Objective. Copy every line from the line containing "of the pier" through the end of the listing, requests included, scaling each coordinate in the answers by 0.75 and rounding to the nearest whole number with halves rounded up. Leave the requests and their format samples unchanged.

Source material.
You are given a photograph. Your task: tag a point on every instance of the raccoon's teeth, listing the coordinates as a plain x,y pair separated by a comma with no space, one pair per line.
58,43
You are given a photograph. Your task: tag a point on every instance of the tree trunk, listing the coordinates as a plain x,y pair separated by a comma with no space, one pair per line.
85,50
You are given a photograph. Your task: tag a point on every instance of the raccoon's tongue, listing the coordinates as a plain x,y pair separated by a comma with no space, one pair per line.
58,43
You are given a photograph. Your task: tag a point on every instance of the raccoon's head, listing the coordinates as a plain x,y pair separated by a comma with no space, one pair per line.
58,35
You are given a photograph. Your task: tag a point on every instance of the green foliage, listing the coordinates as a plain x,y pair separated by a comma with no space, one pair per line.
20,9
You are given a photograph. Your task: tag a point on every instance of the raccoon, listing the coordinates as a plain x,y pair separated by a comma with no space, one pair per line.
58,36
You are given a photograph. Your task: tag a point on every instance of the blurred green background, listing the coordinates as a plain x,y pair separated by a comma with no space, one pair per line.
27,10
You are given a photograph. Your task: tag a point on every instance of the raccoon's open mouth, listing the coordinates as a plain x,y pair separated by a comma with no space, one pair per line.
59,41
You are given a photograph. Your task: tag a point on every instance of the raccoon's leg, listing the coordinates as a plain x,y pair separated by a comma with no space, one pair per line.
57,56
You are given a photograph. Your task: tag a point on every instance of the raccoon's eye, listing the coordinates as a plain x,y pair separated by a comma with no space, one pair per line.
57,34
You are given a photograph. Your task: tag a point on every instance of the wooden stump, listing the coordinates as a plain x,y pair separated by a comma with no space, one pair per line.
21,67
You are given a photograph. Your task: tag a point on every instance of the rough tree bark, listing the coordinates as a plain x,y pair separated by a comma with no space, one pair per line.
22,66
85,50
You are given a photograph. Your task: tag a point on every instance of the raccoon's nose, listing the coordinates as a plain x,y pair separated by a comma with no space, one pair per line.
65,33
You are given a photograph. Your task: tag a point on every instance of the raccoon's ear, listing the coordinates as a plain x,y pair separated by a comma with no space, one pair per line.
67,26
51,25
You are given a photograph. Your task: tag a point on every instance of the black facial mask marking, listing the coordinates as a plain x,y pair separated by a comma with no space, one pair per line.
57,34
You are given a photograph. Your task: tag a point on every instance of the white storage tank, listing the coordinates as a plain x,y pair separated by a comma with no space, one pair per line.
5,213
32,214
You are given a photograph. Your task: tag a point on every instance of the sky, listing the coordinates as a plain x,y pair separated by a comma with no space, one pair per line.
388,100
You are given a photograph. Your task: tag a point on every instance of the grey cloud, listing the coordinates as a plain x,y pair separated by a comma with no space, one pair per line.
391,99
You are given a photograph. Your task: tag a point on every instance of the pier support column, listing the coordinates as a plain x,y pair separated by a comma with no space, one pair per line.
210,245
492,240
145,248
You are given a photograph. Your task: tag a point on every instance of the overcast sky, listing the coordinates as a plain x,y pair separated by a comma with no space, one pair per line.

Exercise result.
You are given a photograph. Your task: tag a point on every instance of the pier support column, listing the coordinates as a plain x,y pair separated by a comma with no space, one pair per line.
158,184
369,180
109,186
You are given a photograph. Your task: tag a point on every instance of the overcast sky, listing the coordinates as a plain x,y pair separated by a comma with no space, one pair per line.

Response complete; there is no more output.